*Excerpt provided*
#  4）Vocabulary and Matching


#    Rule-Based Matching



SpaCy's rule-based matcher engine and components not only helps you find the words and phrases we are looking for, they give us access to the tokens within the document and relationships.
We can use it to access and analyze the surrounding tokens.
https://explosion.ai/demos/matcher

In [151]:
#load our model
import spacy
nlp=spacy.load('en_core_web_sm')

In [152]:
#import the matcher library
from spacy.matcher import Matcher
matcher=Matcher(nlp.vocab) #we created matcher object and pass nlp.vocab
#we can add/remove specific named matchers to matcher as needed

In [153]:
#Create a list, inside add series of dictionary.Each dictionary describes one token and its attributes. 
#we can show "hello world" in following ways:
#Hello World  hello World  Hello WORLD
#Hello-World
patterns = [
    [{"LOWER": "hello"}, {"IS_PUNCT": True}, {"LOWER": "world"}],
    [{"LOWER": "hello"}, {"LOWER": "world"}]
]
matcher.add("HelloWorld", patterns)  #lower and is_punct are the attributes

In [154]:
#create a document
doc=nlp("'Hello World' are the first two printed words for most of the programmers, printing 'Hello-World' is the most common for beginners")

In [155]:
doc

'Hello World' are the first two printed words for most of the programmers, printing 'Hello-World' is the most common for beginners

Finding the matches

In [156]:
find_matches=matcher(doc) #passin doc to matcher object and store this in a variable
print(find_matches) #it returns (string ID,index start,index end)

[(15578876784678163569, 1, 3), (15578876784678163569, 18, 21)]


In [157]:
#define a function to find matchers
for match_id,start,end in find_matches:
  string_id=nlp.vocab.strings[match_id]
  span=doc[start:end]
  print(match_id, string_id,start,end,span.text)

15578876784678163569 HelloWorld 1 3 Hello World
15578876784678163569 HelloWorld 18 21 Hello-World


Setting pattern options and quantifiers

In [158]:
#redefine patterns
patterns1 = [
    [{'LOWER':'hello'},{'IS_PUNCT':True,'OP':'*'},{'LOWER':'world'}],
    [{'LOWER':'hello'},{'LOWER':'world'}]
]
#'OP':'*-->allow patterns to match with 0 or multiple times for any punctuation
#add the new pattern to 'Hello World' matcher:
matcher.add('Hello World', patterns1)

In [159]:
doc2=nlp('You can print Hello World or hello world or Hello-World')

In [160]:
find_matches=matcher(doc2)

*Extracted information*
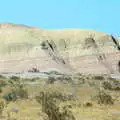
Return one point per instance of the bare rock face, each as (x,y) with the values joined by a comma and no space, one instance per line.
(69,50)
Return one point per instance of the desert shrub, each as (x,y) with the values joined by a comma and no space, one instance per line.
(3,83)
(111,85)
(14,94)
(88,104)
(104,98)
(17,90)
(98,77)
(107,85)
(1,76)
(0,90)
(50,105)
(14,78)
(51,80)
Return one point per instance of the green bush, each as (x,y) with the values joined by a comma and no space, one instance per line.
(14,94)
(104,98)
(2,106)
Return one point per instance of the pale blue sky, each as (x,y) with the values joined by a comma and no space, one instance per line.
(101,15)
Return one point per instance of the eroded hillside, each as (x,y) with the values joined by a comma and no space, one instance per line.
(22,48)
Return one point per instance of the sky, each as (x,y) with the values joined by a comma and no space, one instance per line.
(100,15)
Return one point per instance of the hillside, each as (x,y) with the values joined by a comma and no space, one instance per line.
(68,50)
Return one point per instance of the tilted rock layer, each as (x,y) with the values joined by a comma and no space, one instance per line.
(68,50)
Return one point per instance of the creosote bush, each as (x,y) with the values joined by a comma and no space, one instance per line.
(2,106)
(104,98)
(17,90)
(51,100)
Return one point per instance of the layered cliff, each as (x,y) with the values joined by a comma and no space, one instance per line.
(68,50)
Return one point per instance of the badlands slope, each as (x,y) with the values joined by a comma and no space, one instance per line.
(68,50)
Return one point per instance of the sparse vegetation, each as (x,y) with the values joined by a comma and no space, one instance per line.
(104,98)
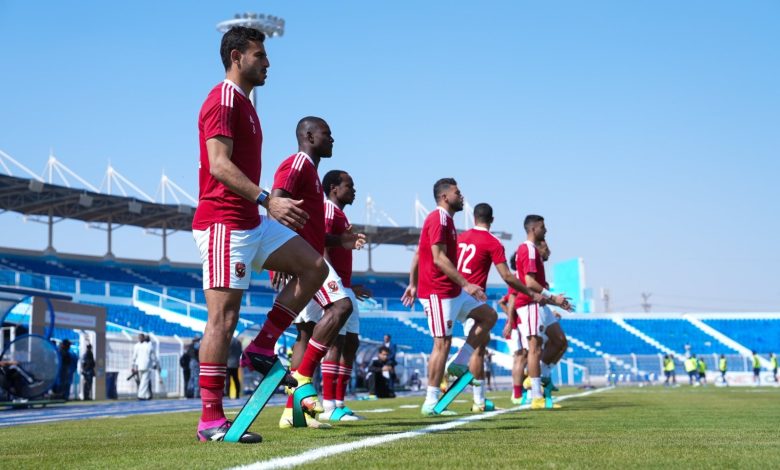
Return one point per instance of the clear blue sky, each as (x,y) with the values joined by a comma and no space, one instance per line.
(647,133)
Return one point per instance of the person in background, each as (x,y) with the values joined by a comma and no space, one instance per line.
(87,372)
(379,375)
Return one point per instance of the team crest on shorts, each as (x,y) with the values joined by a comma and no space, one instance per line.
(240,270)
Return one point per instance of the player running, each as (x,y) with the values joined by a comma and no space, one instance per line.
(318,324)
(337,365)
(445,294)
(231,235)
(530,270)
(478,249)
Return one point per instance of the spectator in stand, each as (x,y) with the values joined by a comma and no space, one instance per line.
(144,363)
(391,359)
(234,357)
(68,365)
(87,372)
(379,375)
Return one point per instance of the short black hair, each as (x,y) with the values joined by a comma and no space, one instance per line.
(238,38)
(483,213)
(531,219)
(331,178)
(441,186)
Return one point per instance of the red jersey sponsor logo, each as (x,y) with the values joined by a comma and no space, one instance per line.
(240,270)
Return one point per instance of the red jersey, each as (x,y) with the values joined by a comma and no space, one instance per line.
(478,249)
(528,262)
(336,223)
(298,176)
(438,228)
(228,113)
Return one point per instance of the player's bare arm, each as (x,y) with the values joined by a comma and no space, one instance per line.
(512,281)
(411,291)
(283,208)
(511,317)
(441,261)
(361,292)
(347,240)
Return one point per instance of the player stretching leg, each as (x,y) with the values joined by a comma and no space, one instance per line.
(555,344)
(530,270)
(337,365)
(445,294)
(230,234)
(319,322)
(478,249)
(516,343)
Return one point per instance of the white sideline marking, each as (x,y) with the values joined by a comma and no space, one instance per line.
(378,410)
(322,452)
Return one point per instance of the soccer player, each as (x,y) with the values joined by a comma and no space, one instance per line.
(318,324)
(723,367)
(691,366)
(530,271)
(701,368)
(669,370)
(446,296)
(555,343)
(337,365)
(231,235)
(756,369)
(478,249)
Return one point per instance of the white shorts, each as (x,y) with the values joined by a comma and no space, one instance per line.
(530,324)
(228,255)
(331,291)
(442,313)
(517,342)
(547,316)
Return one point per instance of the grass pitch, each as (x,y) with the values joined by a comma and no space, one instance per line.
(622,428)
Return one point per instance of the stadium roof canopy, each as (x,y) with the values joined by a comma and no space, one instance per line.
(32,197)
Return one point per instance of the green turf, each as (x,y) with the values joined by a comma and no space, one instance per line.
(630,427)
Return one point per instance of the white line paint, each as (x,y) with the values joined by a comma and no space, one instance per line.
(328,451)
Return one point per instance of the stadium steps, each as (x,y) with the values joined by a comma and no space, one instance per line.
(737,346)
(644,337)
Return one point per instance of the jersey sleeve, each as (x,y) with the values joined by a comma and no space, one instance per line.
(218,118)
(330,215)
(286,177)
(497,253)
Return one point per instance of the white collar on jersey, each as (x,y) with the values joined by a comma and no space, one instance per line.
(444,210)
(238,88)
(307,157)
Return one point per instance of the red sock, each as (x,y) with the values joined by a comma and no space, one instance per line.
(311,358)
(212,387)
(330,374)
(279,319)
(345,374)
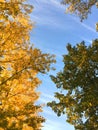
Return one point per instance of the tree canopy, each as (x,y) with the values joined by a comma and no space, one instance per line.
(78,85)
(82,8)
(20,63)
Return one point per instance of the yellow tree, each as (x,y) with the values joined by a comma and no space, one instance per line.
(19,65)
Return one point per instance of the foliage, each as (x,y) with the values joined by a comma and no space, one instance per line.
(80,7)
(19,65)
(78,83)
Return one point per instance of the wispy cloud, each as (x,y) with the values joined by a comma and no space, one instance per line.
(88,27)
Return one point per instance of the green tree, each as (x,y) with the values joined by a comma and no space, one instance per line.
(78,85)
(82,8)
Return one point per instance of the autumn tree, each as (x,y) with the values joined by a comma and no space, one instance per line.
(78,85)
(82,8)
(20,63)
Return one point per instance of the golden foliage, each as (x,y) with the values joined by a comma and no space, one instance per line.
(19,65)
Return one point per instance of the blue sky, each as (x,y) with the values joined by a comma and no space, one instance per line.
(53,30)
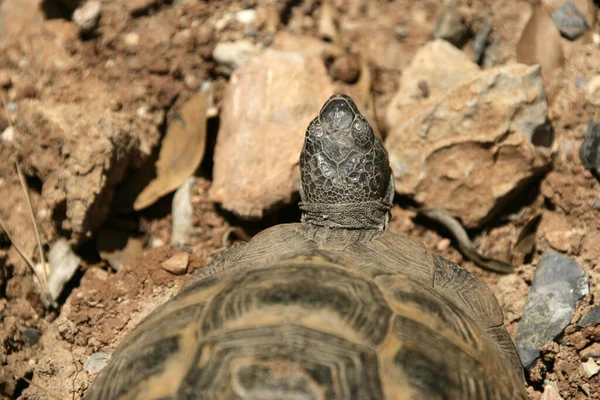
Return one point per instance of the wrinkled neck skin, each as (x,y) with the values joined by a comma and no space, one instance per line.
(373,215)
(345,178)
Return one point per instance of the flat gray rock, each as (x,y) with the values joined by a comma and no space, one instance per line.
(591,318)
(570,21)
(558,283)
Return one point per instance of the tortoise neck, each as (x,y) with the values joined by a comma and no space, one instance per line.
(364,215)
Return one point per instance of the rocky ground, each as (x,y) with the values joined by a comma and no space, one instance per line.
(111,106)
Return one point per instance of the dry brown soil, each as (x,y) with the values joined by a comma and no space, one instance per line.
(176,40)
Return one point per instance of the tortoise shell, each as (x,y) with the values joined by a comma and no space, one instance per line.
(323,309)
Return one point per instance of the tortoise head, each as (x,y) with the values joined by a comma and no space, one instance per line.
(346,180)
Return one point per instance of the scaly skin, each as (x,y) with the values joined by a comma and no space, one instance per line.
(344,165)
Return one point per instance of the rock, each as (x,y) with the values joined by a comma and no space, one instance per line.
(80,176)
(557,231)
(8,135)
(510,290)
(469,148)
(585,7)
(590,368)
(383,50)
(182,212)
(138,7)
(117,247)
(19,16)
(593,89)
(177,264)
(345,69)
(131,39)
(191,82)
(450,25)
(307,45)
(569,21)
(443,244)
(270,100)
(31,336)
(541,43)
(64,264)
(5,79)
(440,66)
(235,54)
(558,283)
(480,42)
(246,17)
(591,318)
(87,16)
(589,152)
(592,351)
(551,393)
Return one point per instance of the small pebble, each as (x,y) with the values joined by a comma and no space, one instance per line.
(182,37)
(589,152)
(191,82)
(345,69)
(25,91)
(8,135)
(591,351)
(569,21)
(246,17)
(30,336)
(96,362)
(182,211)
(550,393)
(581,83)
(591,318)
(87,16)
(558,283)
(235,54)
(5,79)
(137,7)
(586,388)
(177,264)
(590,368)
(450,25)
(132,39)
(443,244)
(480,42)
(594,90)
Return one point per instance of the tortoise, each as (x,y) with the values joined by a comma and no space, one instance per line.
(333,307)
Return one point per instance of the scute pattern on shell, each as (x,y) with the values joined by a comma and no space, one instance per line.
(333,308)
(305,312)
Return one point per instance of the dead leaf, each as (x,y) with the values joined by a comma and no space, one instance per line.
(541,43)
(181,153)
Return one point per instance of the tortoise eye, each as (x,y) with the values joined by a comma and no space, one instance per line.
(316,130)
(359,126)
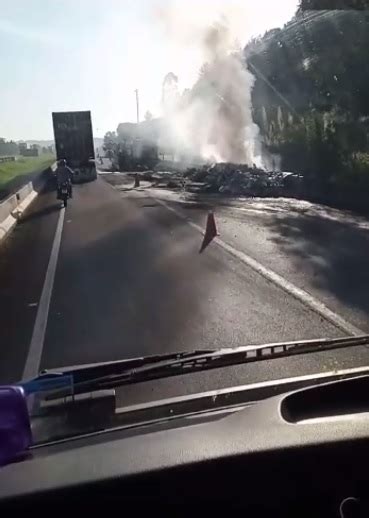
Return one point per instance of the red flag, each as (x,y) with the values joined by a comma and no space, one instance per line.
(210,232)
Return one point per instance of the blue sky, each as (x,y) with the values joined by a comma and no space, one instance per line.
(60,55)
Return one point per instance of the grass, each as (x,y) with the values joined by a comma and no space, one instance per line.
(23,165)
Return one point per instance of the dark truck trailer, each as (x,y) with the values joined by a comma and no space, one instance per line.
(74,142)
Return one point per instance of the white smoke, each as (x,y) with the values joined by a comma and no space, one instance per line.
(212,119)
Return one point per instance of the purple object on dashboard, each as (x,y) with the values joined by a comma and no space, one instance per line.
(15,428)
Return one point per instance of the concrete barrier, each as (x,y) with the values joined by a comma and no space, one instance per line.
(13,207)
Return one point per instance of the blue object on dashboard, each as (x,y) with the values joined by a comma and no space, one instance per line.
(15,427)
(46,383)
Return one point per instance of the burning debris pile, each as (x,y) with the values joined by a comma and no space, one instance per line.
(243,180)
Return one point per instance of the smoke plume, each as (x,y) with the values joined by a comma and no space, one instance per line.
(212,119)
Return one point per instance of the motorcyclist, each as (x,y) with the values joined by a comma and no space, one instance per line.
(64,174)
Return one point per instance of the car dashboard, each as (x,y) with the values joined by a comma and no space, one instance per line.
(303,453)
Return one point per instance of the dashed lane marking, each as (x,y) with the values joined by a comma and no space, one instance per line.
(287,286)
(32,365)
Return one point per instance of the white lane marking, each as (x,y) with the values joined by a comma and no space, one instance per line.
(277,279)
(32,365)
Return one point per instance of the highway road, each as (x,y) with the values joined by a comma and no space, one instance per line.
(129,281)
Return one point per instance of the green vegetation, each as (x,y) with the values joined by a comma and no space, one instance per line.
(24,165)
(311,100)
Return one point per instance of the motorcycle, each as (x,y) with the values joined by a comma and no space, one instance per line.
(64,193)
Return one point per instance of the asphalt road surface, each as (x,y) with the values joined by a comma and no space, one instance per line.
(129,281)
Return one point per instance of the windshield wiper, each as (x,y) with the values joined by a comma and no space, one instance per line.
(101,376)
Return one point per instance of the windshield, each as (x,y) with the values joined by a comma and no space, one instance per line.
(178,176)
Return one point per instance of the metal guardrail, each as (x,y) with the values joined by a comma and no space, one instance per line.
(7,159)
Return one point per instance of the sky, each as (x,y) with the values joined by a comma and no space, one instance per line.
(58,55)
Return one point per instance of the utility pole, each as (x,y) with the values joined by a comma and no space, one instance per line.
(137,106)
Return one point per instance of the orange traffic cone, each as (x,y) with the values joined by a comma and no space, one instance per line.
(210,232)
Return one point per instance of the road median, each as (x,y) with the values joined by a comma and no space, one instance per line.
(13,207)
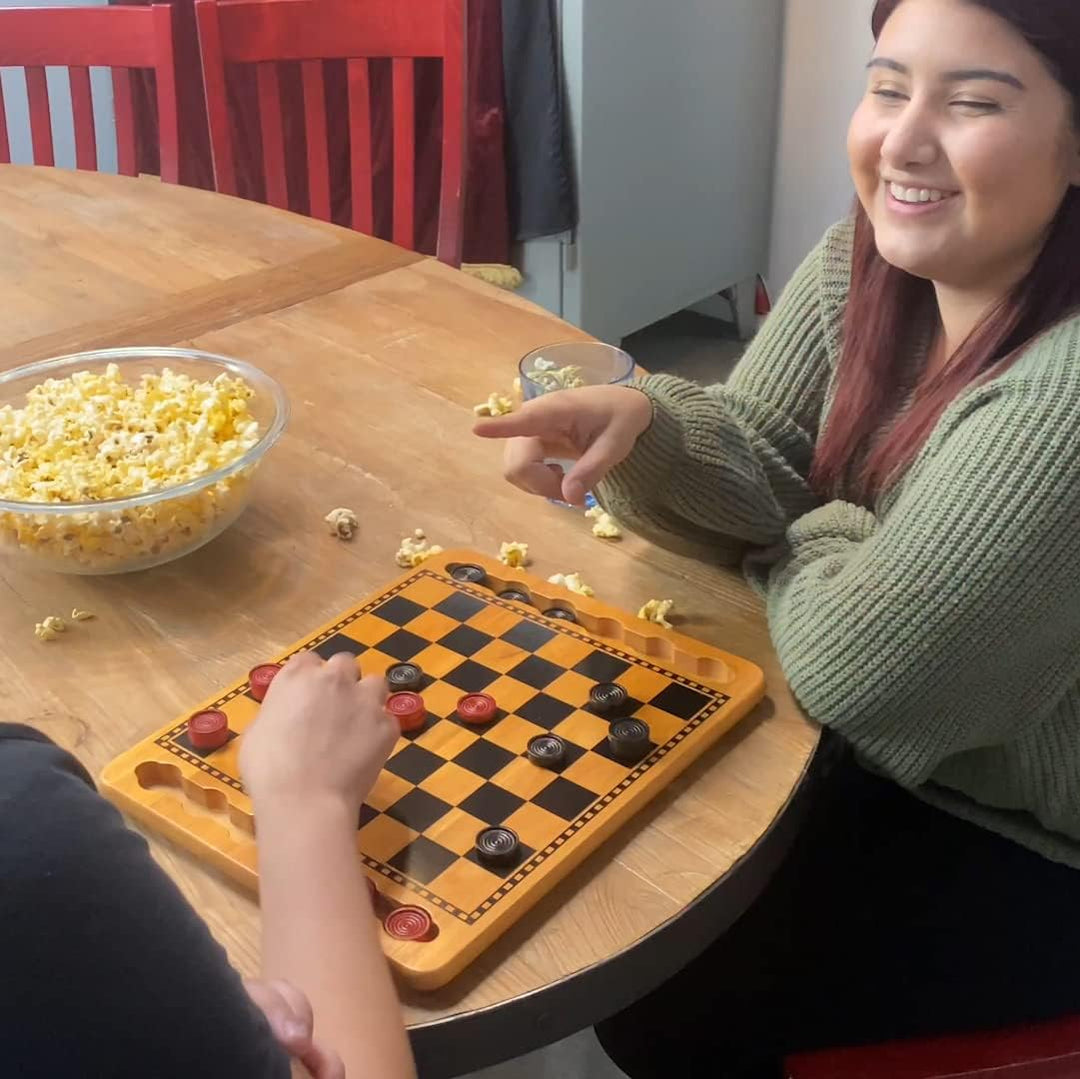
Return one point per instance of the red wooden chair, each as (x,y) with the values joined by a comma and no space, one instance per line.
(312,31)
(1039,1051)
(78,39)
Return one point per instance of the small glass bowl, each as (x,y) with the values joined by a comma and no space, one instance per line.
(121,535)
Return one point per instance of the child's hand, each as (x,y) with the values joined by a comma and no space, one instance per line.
(288,1012)
(320,731)
(597,425)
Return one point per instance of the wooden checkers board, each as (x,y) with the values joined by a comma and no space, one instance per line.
(448,781)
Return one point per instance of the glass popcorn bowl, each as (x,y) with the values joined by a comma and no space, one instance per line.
(121,535)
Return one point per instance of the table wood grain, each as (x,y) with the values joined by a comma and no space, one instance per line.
(382,354)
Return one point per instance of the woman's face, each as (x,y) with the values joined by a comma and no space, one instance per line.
(963,147)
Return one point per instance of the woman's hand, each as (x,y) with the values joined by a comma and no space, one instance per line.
(595,425)
(320,731)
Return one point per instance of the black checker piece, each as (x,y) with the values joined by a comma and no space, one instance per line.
(460,606)
(680,701)
(339,643)
(402,645)
(536,672)
(399,610)
(422,860)
(523,854)
(414,764)
(484,758)
(466,641)
(544,711)
(601,666)
(418,810)
(471,677)
(529,636)
(491,804)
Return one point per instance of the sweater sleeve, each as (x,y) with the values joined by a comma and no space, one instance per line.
(953,622)
(726,467)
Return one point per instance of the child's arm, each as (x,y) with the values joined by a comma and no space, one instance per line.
(107,970)
(308,761)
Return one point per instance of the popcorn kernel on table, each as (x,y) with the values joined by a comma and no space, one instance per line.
(605,526)
(343,523)
(657,610)
(514,554)
(497,404)
(415,550)
(572,582)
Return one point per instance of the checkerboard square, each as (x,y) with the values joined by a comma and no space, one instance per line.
(544,711)
(399,610)
(564,798)
(602,666)
(529,635)
(418,809)
(339,643)
(536,672)
(414,764)
(422,860)
(451,783)
(484,758)
(512,733)
(524,853)
(680,701)
(471,677)
(464,641)
(460,606)
(491,804)
(436,661)
(402,645)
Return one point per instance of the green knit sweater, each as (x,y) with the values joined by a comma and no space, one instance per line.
(939,634)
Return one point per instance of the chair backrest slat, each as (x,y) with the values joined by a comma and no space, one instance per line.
(82,117)
(260,34)
(273,135)
(41,125)
(404,98)
(360,146)
(453,180)
(80,38)
(4,145)
(314,125)
(123,104)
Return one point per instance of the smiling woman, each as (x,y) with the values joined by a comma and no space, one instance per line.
(895,458)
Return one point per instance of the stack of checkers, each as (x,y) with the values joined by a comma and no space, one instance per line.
(475,575)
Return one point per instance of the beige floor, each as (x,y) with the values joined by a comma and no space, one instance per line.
(705,350)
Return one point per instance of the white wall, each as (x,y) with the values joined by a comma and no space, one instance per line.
(826,45)
(59,105)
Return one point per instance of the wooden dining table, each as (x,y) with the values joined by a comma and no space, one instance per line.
(382,353)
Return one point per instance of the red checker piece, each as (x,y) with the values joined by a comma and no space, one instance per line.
(408,924)
(260,677)
(208,730)
(408,710)
(477,707)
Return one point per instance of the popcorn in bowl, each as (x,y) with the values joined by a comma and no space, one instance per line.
(127,458)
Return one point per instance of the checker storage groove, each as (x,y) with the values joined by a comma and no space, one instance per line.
(448,780)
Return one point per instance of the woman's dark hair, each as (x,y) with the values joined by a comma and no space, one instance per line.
(883,298)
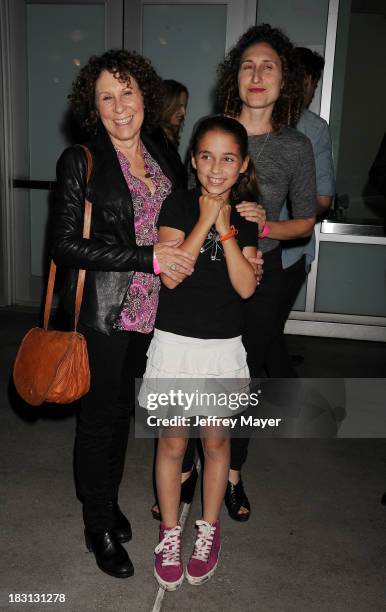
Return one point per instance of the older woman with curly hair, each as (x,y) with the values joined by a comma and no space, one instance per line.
(261,84)
(116,97)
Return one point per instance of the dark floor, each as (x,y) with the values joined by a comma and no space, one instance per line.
(315,541)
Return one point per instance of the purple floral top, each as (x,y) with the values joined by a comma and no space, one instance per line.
(141,301)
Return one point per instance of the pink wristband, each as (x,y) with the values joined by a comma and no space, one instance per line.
(264,232)
(156,268)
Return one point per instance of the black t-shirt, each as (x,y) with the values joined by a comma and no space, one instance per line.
(204,305)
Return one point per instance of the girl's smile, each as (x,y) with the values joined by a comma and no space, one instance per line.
(218,163)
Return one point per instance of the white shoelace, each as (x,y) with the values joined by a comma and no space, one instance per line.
(170,546)
(204,541)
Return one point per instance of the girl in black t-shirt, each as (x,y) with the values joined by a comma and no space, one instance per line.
(198,329)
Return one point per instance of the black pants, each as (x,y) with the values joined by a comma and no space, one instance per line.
(265,315)
(104,419)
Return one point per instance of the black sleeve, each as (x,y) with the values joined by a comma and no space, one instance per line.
(173,211)
(69,248)
(302,188)
(247,231)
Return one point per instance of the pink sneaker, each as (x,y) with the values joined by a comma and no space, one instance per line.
(168,568)
(204,559)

*Tasks and exercises*
**a.** In the spaCy rule-based matching notebook, how would you restate the paragraph beginning "SpaCy's rule-based matcher engine" as a short list that keeps its main facts?
**b.** According to the spaCy rule-based matching notebook, what does adding 'OP':'*' to the punctuation token in the redefined patterns allow?
**c.** Take the spaCy rule-based matching notebook further by continuing it from its last line of code.

*Expected results*
**a.**
- SpaCy's rule-based matcher engine and components find the words and phrases you are looking for.
- They give access to the tokens within the document and their relationships.
- They can be used to access and analyze the surrounding tokens.

**b.** It allows the pattern to match with zero or multiple occurrences of any punctuation.

**c.**
print(find_matches)

[(15578876784678163569, 3, 5), (8585552006568828647, 3, 5), (15578876784678163569, 6, 8), (8585552006568828647, 6, 8), (15578876784678163569, 9, 12), (8585552006568828647, 9, 12)]



#Phrase Matching







In [161]:
#import the phrase library
import spacy
nlp=spacy.load('en_core_web_sm')
from spacy.matcher import PhraseMatcher
matcher=PhraseMatcher(nlp.vocab)

In [162]:
phrase_list=['Barack Obama','Angela Merkel','Washington, D.C.']

In [163]:
#convert each phrase to a document object,using list comprehension
phrase_patterns=[nlp(text) for text in phrase_list]

In [164]:
phrase_patterns #not string

[Barack Obama, Angela Merkel, Washington, D.C.]

In [165]:
type(phrase_patterns[0]) 

spacy.tokens.doc.Doc

In [166]:
#pass each doc object into the matcher
matcher.add('TerminologyList',None,*phrase_patterns)

In [167]:
doc3=nlp('German Chancellor Angela Merkel and US President Barack Obama'
          'converse in the Ovel Office inside the White House in Washington,D.C.')

In [168]:
find_matches=matcher(doc3)
print(find_matches)

[(3766102292120407359, 2, 4), (3766102292120407359, 18, 21)]


In [169]:
#define a function to find the matches
for match_id, start,end in find_matches:
  string_id=nlp.vocab.strings[match_id]
  span=doc3[start:end] #get matched span
  print(match_id,string_id,start,end ,span.text)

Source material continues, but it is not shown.